§ **PROMPT**: When the line containing "Every instance of the sunlit" is found in the data below, copy it and each line after it through the line containing "Every instance of the wooden clothespin", exactly and with no others.

Natural language region descriptions
##############################
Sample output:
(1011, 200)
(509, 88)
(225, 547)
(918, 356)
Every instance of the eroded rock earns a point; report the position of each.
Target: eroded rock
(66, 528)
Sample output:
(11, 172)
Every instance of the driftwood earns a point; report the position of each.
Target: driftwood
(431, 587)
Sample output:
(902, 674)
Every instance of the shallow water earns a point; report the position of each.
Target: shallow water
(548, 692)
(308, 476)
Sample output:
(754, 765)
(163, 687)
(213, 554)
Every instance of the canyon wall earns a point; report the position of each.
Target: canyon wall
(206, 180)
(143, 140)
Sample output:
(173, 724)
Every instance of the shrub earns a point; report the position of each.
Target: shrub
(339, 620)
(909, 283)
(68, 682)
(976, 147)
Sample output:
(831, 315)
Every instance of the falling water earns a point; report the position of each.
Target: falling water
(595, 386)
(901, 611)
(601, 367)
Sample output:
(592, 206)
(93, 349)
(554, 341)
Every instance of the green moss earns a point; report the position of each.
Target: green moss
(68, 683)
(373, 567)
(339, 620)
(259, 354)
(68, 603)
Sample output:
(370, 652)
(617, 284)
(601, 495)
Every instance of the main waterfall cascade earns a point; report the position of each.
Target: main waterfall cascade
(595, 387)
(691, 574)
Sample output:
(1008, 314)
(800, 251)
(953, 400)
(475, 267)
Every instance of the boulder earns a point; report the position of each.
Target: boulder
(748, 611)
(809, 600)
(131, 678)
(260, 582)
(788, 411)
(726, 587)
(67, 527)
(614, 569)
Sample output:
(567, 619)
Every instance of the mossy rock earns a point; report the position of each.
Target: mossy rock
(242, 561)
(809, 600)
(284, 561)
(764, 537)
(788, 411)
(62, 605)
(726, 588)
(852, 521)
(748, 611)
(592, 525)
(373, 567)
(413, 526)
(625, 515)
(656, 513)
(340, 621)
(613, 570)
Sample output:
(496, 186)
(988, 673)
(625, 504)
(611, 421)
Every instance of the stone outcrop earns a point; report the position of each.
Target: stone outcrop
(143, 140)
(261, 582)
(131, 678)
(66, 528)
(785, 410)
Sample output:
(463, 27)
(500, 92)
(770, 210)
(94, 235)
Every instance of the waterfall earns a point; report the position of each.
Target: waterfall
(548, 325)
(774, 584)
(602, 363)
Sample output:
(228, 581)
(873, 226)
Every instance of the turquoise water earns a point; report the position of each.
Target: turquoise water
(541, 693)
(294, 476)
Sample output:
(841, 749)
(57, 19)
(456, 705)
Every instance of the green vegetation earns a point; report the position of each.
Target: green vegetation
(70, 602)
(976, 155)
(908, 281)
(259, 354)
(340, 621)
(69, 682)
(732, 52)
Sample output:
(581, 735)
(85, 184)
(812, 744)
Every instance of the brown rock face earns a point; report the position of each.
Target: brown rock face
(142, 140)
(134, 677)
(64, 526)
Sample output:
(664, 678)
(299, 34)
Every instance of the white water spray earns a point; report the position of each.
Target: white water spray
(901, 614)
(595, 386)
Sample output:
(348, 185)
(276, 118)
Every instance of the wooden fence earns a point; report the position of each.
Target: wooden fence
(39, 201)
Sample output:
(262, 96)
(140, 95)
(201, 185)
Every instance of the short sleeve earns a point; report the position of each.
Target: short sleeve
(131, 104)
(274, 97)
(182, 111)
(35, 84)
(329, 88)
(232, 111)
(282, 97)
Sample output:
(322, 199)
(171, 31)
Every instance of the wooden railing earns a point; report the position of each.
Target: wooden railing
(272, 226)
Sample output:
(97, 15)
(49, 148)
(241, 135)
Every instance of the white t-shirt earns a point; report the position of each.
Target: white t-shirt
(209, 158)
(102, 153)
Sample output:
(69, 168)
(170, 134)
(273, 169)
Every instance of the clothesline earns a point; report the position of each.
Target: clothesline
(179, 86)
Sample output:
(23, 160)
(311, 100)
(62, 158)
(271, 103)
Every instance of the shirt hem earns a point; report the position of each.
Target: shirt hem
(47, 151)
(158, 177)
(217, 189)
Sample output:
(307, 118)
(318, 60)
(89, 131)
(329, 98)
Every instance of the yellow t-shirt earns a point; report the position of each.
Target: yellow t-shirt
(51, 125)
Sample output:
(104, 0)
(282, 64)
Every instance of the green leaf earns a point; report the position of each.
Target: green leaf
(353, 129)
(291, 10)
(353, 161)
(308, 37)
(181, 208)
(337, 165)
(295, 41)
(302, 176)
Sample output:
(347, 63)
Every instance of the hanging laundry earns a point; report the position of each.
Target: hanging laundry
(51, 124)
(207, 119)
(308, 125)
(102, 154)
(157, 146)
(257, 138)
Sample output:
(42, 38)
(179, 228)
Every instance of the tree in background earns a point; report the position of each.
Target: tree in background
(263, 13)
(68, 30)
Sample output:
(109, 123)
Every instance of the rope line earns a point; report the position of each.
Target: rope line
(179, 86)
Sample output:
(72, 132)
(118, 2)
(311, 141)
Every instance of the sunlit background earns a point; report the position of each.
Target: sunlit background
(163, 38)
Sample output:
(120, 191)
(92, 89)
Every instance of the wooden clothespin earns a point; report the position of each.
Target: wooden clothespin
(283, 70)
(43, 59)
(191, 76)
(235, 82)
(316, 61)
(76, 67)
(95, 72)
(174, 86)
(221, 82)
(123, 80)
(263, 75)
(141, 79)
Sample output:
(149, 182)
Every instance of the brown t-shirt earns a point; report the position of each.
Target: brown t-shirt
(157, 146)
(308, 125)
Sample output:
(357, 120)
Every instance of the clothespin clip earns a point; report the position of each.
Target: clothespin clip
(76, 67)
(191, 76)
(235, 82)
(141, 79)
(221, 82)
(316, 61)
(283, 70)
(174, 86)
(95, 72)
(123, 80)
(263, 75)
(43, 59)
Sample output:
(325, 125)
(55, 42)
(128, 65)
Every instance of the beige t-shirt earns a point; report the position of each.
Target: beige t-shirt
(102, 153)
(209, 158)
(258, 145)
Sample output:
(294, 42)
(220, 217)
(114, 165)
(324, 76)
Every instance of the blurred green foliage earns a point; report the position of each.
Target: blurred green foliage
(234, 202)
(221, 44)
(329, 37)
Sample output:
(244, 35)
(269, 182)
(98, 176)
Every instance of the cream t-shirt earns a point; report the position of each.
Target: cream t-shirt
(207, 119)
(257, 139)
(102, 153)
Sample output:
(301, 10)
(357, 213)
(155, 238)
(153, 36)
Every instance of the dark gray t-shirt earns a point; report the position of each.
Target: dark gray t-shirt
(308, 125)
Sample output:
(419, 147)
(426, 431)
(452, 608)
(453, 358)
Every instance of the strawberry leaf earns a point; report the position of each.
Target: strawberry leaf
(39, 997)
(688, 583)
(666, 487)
##############################
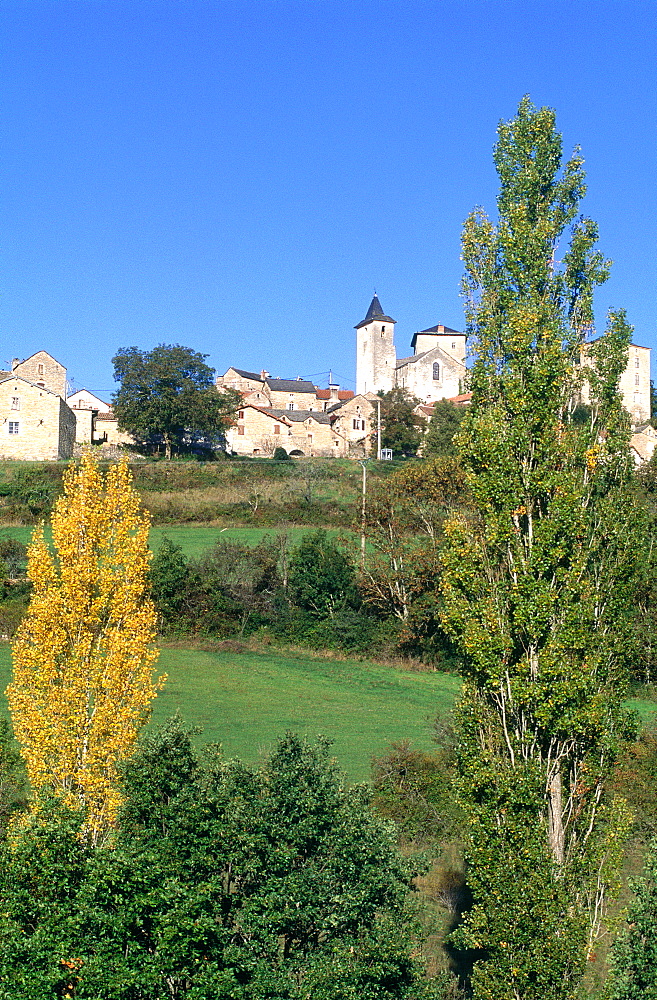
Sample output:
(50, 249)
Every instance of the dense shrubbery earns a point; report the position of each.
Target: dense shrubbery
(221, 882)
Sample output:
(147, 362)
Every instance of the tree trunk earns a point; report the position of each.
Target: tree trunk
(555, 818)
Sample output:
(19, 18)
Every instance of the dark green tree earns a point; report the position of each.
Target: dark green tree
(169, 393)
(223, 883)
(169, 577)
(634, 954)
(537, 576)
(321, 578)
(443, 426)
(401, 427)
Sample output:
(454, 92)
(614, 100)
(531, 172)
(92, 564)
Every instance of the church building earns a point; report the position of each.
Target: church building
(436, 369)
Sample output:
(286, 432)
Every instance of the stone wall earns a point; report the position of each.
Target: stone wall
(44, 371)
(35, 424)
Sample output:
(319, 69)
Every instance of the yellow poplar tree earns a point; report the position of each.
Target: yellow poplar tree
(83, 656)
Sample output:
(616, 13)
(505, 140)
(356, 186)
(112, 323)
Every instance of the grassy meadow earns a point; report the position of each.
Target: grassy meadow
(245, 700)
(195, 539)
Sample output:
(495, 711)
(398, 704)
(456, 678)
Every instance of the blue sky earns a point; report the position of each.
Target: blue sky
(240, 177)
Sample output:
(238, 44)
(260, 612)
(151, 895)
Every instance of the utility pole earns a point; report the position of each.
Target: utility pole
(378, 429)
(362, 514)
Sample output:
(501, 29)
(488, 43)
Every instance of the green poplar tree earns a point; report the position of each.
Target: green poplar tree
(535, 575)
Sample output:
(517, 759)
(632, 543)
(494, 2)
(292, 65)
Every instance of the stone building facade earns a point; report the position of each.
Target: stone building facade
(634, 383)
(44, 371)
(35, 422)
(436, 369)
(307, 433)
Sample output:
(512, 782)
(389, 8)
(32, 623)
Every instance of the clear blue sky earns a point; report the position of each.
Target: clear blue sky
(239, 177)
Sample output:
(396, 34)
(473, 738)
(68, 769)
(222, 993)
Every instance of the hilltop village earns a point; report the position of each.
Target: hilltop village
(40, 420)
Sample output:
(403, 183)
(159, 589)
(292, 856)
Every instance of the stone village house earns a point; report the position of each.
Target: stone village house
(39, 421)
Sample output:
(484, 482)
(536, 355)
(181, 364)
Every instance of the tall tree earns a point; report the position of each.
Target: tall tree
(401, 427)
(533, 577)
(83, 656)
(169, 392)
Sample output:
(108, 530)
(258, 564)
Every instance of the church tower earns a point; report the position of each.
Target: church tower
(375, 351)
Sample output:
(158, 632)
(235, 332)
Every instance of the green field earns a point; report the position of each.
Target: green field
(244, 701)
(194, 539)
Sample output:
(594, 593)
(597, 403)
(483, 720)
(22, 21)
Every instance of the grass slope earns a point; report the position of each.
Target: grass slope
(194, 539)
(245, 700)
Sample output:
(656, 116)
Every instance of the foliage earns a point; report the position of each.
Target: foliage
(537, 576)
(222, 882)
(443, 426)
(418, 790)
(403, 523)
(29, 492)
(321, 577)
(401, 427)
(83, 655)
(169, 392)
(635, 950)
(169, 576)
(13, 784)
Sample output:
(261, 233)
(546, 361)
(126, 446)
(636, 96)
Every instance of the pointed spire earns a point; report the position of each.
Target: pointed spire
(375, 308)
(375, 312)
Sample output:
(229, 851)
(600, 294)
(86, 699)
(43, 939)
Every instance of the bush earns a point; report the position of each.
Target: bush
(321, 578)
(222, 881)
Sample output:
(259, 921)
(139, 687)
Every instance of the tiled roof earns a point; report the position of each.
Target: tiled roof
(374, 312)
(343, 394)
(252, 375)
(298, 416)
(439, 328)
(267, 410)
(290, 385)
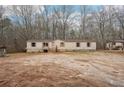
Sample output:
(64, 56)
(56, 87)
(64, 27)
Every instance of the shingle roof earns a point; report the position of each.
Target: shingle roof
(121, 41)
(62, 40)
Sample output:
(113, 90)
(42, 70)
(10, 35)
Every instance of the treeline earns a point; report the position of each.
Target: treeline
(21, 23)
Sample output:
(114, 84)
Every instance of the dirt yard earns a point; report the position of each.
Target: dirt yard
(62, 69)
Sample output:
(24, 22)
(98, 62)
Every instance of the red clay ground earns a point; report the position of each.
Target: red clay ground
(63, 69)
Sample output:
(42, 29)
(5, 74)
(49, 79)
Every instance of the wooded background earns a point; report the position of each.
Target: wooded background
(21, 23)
##############################
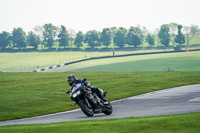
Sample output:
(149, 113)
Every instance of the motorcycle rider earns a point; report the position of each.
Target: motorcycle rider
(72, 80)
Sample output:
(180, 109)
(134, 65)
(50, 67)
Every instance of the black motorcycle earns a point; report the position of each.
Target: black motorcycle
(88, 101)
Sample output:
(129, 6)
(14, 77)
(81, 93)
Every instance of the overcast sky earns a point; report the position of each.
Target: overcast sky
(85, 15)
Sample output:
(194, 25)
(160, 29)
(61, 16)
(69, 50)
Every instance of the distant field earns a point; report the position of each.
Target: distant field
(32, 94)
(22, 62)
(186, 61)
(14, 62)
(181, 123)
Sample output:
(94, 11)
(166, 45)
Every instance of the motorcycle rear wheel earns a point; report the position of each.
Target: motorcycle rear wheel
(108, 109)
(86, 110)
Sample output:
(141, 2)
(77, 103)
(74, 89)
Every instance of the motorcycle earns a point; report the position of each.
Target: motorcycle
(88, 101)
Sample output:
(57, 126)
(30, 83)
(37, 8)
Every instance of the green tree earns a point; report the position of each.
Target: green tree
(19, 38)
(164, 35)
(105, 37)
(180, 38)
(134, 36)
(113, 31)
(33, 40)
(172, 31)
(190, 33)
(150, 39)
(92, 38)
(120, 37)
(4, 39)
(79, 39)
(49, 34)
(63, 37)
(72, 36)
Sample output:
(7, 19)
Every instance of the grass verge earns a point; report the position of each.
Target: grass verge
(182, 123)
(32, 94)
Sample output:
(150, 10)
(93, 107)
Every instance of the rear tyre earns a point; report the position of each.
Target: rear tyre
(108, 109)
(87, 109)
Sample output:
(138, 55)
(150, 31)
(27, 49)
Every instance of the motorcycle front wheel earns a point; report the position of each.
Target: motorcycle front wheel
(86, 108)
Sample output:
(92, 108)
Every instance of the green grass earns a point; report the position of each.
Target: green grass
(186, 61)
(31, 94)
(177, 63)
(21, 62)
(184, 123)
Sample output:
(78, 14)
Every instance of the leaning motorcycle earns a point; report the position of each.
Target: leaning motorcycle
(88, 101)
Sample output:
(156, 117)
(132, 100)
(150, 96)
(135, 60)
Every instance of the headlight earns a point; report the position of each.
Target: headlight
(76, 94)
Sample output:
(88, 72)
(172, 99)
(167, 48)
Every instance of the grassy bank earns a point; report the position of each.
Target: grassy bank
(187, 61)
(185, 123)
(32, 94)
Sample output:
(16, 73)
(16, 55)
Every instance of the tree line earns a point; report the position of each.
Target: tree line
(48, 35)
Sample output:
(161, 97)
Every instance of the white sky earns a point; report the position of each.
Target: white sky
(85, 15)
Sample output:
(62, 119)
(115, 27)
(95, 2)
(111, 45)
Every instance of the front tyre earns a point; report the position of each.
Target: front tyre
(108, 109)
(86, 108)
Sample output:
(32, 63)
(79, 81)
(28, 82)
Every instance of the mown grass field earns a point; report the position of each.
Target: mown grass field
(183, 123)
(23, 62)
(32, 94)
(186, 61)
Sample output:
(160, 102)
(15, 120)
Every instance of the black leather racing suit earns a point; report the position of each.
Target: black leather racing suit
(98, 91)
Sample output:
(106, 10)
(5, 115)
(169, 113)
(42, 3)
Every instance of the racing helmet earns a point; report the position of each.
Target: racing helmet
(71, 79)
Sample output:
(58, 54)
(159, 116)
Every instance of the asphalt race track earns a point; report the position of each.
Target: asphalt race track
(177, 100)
##############################
§ **EXERCISE OUTPUT**:
Every instance of the sunlit background earns a point; report the position of each.
Target: sunlit background
(163, 38)
Sample output:
(120, 191)
(92, 89)
Every instance of the wooden clothespin earns a point; report the position of each.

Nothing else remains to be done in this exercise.